» Problema proposto a:
Responda a estas perguntas sobre o texto acerca dos jogos da BioWare:
(i) Em que época se situa o início do texto?
(ii) Além da saga Baldur’s Gate, que jogo o texto diz que a Black Isle Studios já desenvolvia?
(iii) Em que empresa viria a tornar-se parte dessa equipa?

Uma Viagem ao Passado
Estamos no fim da década de 90, e para os amantes do universo Dungeons & Dragons não parece existir nada melhor do que as criações da BioWare. Exemplos como Baldur’s Gate, Baldur’s Gate 2 e Neverwinter Nights, são jogos que deram vida ao género RPG de estilo ocidental, e que mantiveram os amantes de jogos de aventura agarrados ao computador durante muitas horas. A par deles estava a Black Isle Studios, um estúdio que além de ter participado na criação da saga Baldur’s Gate com a BioWare, era já responsável pelo desenvolvimento de jogos como Fallout. Parte desta equipa de sucesso viria a tornar-se no que é hoje a Obsidian Entertainment.

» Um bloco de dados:

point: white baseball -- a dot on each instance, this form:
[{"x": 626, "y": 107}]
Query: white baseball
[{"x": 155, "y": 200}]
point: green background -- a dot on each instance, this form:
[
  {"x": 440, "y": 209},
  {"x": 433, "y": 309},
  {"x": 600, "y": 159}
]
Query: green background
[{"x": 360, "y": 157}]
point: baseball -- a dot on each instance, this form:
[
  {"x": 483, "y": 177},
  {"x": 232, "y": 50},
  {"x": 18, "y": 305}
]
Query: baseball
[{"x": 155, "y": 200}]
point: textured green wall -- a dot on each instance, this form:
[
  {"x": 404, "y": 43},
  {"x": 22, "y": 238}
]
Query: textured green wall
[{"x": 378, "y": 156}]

» Problema proposto b: Edite a listagem a partir da linha que contém "point: baseball -- a" até ao fim da listagem, com ambas as extremidades incluídas. Reescreva só essas linhas, trocando "textured green wall" por "rough green wall" e mantendo tudo o resto igual.

» Resultado correto a:
(i) No fim da década de 90.
(ii) Fallout.
(iii) Na Obsidian Entertainment.

» Resultado correto b:
point: baseball -- a dot on each instance, this form:
[
  {"x": 483, "y": 177},
  {"x": 232, "y": 50},
  {"x": 18, "y": 305}
]
Query: baseball
[{"x": 155, "y": 200}]
point: rough green wall -- a dot on each instance, this form:
[
  {"x": 404, "y": 43},
  {"x": 22, "y": 238}
]
Query: rough green wall
[{"x": 378, "y": 156}]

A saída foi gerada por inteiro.